- **Dataset records**
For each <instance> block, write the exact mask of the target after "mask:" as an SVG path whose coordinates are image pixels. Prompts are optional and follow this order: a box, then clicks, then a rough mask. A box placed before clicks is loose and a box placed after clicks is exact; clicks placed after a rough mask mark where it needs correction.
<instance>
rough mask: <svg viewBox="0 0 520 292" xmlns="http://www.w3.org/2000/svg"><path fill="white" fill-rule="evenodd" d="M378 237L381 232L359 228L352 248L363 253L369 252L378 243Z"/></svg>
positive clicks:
* * *
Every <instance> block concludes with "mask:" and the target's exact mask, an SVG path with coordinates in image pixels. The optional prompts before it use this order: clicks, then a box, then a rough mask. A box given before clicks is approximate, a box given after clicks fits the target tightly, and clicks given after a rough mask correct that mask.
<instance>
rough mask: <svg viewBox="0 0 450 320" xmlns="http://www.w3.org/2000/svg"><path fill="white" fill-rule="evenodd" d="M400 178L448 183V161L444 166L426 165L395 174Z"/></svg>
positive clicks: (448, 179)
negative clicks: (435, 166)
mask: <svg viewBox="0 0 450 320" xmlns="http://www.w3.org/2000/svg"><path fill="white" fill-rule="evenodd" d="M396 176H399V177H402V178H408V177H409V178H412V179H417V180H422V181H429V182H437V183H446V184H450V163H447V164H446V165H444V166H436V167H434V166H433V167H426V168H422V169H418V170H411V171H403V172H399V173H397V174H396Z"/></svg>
* * *
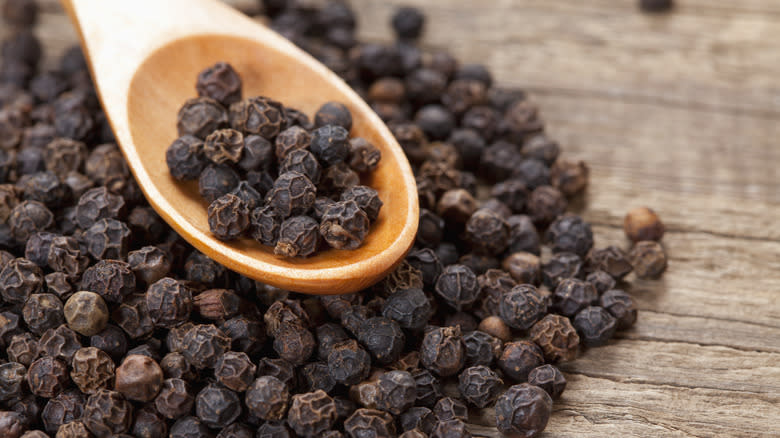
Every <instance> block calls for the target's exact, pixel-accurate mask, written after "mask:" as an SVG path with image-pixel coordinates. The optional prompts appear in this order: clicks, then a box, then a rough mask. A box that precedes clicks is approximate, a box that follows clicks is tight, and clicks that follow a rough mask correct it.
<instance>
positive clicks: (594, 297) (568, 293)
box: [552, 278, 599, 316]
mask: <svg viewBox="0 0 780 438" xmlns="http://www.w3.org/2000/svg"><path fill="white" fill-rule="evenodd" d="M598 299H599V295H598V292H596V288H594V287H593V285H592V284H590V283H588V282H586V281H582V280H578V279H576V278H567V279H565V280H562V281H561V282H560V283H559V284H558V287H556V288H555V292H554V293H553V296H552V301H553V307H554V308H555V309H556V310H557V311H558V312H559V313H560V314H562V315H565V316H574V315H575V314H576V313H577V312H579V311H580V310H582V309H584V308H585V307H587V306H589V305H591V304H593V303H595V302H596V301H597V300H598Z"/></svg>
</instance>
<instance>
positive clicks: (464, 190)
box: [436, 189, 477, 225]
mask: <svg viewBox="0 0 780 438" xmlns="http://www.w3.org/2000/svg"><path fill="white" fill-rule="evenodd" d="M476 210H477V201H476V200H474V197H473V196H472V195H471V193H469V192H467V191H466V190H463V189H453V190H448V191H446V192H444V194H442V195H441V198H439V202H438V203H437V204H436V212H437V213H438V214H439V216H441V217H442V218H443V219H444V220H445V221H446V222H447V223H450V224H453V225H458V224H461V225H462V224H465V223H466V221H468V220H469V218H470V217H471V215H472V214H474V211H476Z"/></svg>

- **What is required**
In the listing above, how many lines hold the string "block"? Only the number is to be reported.

- **Solution for this exercise**
3